**EXERCISE DESCRIPTION**
Your task is to extract every line from the material below exactly.

**INPUT MATERIAL**
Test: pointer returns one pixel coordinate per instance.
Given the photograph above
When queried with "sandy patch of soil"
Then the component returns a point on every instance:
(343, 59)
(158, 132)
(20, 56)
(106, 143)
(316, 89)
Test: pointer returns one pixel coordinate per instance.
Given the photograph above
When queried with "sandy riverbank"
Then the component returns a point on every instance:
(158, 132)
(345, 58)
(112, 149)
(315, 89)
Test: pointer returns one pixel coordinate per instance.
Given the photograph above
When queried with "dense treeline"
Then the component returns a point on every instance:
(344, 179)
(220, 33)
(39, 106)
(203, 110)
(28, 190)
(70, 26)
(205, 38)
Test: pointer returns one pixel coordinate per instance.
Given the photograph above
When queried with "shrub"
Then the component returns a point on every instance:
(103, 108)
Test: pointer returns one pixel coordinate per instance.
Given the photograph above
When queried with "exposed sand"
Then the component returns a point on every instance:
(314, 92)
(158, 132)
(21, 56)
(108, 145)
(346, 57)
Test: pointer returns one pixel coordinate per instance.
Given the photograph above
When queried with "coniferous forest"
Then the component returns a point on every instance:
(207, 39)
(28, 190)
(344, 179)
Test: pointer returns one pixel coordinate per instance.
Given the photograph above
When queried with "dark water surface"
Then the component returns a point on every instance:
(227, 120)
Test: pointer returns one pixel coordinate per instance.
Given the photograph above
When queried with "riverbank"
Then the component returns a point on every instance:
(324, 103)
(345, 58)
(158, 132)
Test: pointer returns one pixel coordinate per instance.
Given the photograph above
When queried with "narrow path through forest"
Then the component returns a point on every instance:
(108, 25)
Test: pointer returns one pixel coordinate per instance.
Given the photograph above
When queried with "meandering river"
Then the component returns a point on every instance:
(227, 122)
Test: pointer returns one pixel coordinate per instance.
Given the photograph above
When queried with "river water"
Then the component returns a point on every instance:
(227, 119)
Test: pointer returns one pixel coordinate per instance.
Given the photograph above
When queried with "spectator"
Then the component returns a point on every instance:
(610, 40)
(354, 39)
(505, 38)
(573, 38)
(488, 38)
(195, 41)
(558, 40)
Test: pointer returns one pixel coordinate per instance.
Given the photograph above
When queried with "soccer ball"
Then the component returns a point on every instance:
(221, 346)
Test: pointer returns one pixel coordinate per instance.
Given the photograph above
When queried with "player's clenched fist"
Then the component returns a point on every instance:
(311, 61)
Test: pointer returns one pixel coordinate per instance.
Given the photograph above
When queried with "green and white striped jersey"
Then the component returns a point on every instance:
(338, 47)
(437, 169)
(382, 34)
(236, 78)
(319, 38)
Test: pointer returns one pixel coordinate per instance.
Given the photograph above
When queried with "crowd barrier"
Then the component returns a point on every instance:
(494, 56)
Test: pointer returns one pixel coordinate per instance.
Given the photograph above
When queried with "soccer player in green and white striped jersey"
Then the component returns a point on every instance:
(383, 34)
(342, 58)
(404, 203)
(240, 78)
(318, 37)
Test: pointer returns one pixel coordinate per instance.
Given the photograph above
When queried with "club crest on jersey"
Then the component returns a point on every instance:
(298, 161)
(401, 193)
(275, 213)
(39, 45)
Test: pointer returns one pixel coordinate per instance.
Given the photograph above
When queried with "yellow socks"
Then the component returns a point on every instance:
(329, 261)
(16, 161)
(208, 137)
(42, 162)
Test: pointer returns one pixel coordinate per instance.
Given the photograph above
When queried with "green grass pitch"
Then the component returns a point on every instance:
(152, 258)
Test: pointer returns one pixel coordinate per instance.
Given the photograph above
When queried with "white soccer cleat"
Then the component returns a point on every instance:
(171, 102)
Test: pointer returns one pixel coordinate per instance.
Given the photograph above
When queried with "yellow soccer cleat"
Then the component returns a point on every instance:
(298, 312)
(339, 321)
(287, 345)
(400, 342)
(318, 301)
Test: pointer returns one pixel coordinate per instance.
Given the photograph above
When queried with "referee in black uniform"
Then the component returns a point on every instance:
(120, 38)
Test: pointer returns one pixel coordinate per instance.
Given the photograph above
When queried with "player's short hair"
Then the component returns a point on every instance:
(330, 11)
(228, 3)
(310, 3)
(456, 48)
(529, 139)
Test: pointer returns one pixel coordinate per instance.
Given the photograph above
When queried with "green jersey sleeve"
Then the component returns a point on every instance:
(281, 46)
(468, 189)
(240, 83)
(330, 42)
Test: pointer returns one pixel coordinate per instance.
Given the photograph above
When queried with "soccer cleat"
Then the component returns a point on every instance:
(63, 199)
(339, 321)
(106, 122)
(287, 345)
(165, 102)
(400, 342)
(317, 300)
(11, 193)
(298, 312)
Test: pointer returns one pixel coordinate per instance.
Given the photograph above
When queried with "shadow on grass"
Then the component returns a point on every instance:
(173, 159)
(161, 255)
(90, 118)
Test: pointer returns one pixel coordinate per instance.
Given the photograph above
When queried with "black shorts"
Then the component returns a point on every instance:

**THE SOLUTION**
Test: pointer returns one pixel coordinate per instance.
Given the photograph above
When queried with "sandy patch of soil"
Then the component returns a point on every instance:
(343, 59)
(158, 132)
(20, 56)
(106, 143)
(316, 89)
Test: pointer returns one pixel coordinate per instance.
Given the photograph above
When queried with "sandy riverbank"
Then the component returns a point on every instance:
(158, 132)
(345, 58)
(112, 149)
(315, 89)
Test: pointer returns one pixel coordinate per instance.
Given the photograph above
When queried with "dense treeline"
Then the component returns a point on every instance:
(344, 179)
(220, 33)
(39, 106)
(203, 110)
(28, 190)
(70, 26)
(205, 38)
Test: pointer returns one pixel coordinate per instance.
Given the photograph above
When queried with "shrub"
Then the component returns a point on every instance:
(103, 108)
Test: pointer returns one pixel coordinate per instance.
Given the photograph above
When queried with "exposed sand"
Then the component returns a point on every instance:
(314, 92)
(158, 132)
(21, 56)
(108, 145)
(346, 57)
Test: pointer returns one pixel coordinate per instance.
Given the photograph above
When queried with "coniferous forest"
Then the component returns a point on every instance:
(207, 39)
(28, 190)
(344, 179)
Test: pointer returns one pixel coordinate per instance.
Given the photograph above
When queried with "dark water surface"
Then the component returns a point on every instance:
(227, 120)
Test: pointer returns one pixel coordinate per instance.
Given the photograph above
When queried with "riverbank"
Then the component returns a point on every instance:
(324, 103)
(345, 58)
(158, 132)
Test: pointer returns one pixel coordinate per instance.
Given the photograph above
When queried with "narrow path through forest"
Then the component returns a point on every instance:
(108, 25)
Test: pointer returns one pixel coordinate per instance.
Given the photograph above
When queried with "meandering river"
Then the component returns a point on every instance:
(227, 122)
Test: pointer returns one pixel coordinate per instance.
Given the photograph above
When queried with "river water"
Then the component returns a point on every instance:
(227, 119)
Test: pointer returns one pixel coordinate per instance.
Given the photograph above
When queried with "spectator"
Then the component returns a point on every instance:
(610, 40)
(354, 39)
(505, 38)
(573, 38)
(488, 38)
(195, 41)
(558, 40)
Test: pointer returns one pixel coordinate per instance.
Given the photograph above
When queried with "soccer ball"
Then the component returns a point on every instance:
(221, 346)
Test: pointer returns one pixel coordinate per instance.
Given the photograph above
When queried with "player's clenched fist"
Then the component returns a point on every instance:
(311, 61)
Test: pointer returns one pixel coordinate per instance.
Given the photograph above
When queried with "green and white striped jersey"
Then the component returns a point on every instance:
(338, 47)
(437, 169)
(382, 34)
(236, 78)
(319, 38)
Test: pointer returns one pixel coordinate per instance.
Given the photograph above
When queried with "crowd barrier"
Then the component returns a point on every instance:
(494, 56)
Test: pointer returns one pixel coordinate per instance.
Given the photograph above
When queried with "soccer player in green and white striped jersey"
Then the component returns a point on every instance:
(383, 34)
(342, 58)
(404, 203)
(240, 78)
(318, 37)
Test: pointer returns one pixel coordinate per instance.
Given the photograph above
When queried with "club crest on jersey"
Then the component returns a point on every instance:
(298, 161)
(401, 193)
(275, 213)
(39, 45)
Test: pointer returns one pixel coordinate per instance.
Given the photograph above
When queried with "yellow socks"
Then the component returns a point on every instance:
(329, 261)
(16, 161)
(208, 137)
(42, 162)
Test: pointer returns one pixel coordinate per instance.
Given the photograph above
When queried with "green grass pitch"
Then the component returns a point on every instance:
(152, 258)
Test: pointer returns one pixel coordinate per instance.
Given the photograph above
When queried with "white soccer cleat"
Then the component returns a point on every instance:
(171, 102)
Test: pointer returns one pixel coordinate per instance.
Given the photograph above
When queried with "yellow soccer cleat"
Then the component returns a point on every instance:
(298, 312)
(339, 321)
(287, 345)
(400, 342)
(318, 301)
Test: pointer returns one pixel coordinate per instance.
Given the photograph above
When queried with "referee in black uniform"
Then the component returns a point on every instance:
(120, 38)
Test: pointer returns one pixel coordinate per instance.
Given the photograph above
When queried with "player's short hair"
Then the component returns a point on every instance:
(330, 11)
(228, 3)
(310, 3)
(456, 48)
(529, 139)
Test: pointer returns one pixel coordinate per instance.
Given the photograph above
When queried with "green jersey sleeve"
Then the component returns a point on every instance:
(281, 46)
(468, 189)
(240, 83)
(330, 42)
Test: pointer returns one pixel coordinate per instance.
Given the photograph above
When queried with "soccer cleat"
Then the component returns a point on every instance:
(63, 199)
(339, 321)
(106, 122)
(287, 345)
(165, 102)
(400, 342)
(317, 300)
(11, 193)
(298, 312)
Test: pointer returns one pixel coordinate per instance.
Given the photograph above
When queried with "shadow on grass"
Then the component returns a point on every instance:
(173, 159)
(161, 255)
(90, 118)
Test: pointer returns one pixel coordinate per instance.
Given the photograph above
When queried with "black shorts"
Then the component returns a point on every instance:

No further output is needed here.